The records Start Marker
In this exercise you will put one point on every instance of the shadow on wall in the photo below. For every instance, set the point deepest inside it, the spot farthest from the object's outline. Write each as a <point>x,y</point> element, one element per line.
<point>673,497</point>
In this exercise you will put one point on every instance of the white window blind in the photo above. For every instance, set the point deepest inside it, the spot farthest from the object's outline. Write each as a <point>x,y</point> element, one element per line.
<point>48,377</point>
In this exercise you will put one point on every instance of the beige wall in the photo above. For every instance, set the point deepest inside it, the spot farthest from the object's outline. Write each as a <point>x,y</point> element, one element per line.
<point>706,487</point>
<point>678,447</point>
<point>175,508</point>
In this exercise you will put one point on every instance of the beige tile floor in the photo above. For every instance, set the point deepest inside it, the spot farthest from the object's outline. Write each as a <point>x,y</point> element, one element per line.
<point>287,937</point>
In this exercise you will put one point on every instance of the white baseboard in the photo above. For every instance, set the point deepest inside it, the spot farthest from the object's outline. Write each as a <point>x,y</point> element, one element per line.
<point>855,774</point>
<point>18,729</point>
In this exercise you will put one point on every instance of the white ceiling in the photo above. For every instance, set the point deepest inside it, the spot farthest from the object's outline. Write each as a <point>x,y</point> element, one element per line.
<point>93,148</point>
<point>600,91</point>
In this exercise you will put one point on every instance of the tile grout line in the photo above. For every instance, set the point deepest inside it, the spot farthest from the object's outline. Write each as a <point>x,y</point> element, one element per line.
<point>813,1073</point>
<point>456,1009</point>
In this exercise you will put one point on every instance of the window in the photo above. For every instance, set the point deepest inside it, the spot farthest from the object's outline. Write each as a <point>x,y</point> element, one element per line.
The records End Marker
**Task brief**: Line by line, write out the whole listing exactly.

**Answer section**:
In this exercise you will put one point on every instance of the shadow on wall in the photo below. For every instance, set the point deepest inside it, the spot farthest from the object's outline. Write each as a <point>x,y</point> element, one element per line.
<point>673,497</point>
In this exercise you will put one point on every instance of the white window blind in the photo above. For every instance, set the point deepest inside it, the spot farthest from the object's outline. Write each as a <point>x,y</point> element, one element per line.
<point>48,377</point>
In this exercise you will put one point on every instance of the beige wall in the photo above. For every instance, set the point deepest inside it, the spot farthest from the object's outline. Write each as a <point>x,y</point> element, one element per line.
<point>706,487</point>
<point>678,447</point>
<point>175,508</point>
In this exercise you will put one point on every instance of the beige tile floor in the photo above. For every instance, set the point deepest inside it, the spot farthest from the object's outline. Write each as a <point>x,y</point> element, one element per line.
<point>287,937</point>
In this exercise you will put one point on every instance of the white baseboard in the photo above. For every instance, set the point deepest inside it, the spot farthest from the object's outline. Write each as a <point>x,y</point> element, one element per line.
<point>855,774</point>
<point>18,729</point>
In this exercise you will put one point on every instance of the white ceiling in the photo above. For every instance, set the point deepest inside it, the spot farthest from the object's outline. Write each as a <point>x,y</point> element, one element per line.
<point>93,148</point>
<point>600,91</point>
In this exercise you will put one point on every instance of the tile grout line in the photo above. For every instance, set the point deepest inside it, the spot farthest from the object's outline. Write each as a <point>x,y</point> element, one element per line.
<point>813,1073</point>
<point>456,1009</point>
In this exercise you will put one point on every instance of the window in the photo above. For every instance, set the point deepest inside it, the spot farthest from the object's outline. Write each as a <point>x,y</point> element, one element per line.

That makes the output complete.